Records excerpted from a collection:

⟨

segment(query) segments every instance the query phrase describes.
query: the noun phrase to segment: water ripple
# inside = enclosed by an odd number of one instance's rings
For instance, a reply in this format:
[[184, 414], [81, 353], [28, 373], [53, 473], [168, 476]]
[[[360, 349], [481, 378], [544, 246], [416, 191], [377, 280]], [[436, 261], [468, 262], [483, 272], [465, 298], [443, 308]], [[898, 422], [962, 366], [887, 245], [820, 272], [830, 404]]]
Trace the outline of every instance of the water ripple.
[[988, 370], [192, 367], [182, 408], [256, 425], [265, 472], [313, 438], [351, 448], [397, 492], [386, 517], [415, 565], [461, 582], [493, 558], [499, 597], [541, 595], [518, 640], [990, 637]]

⟩

Copy each line from the records above that includes the string "segment".

segment(query) segments every instance the query phrase describes.
query: the noun phrase to segment: water ripple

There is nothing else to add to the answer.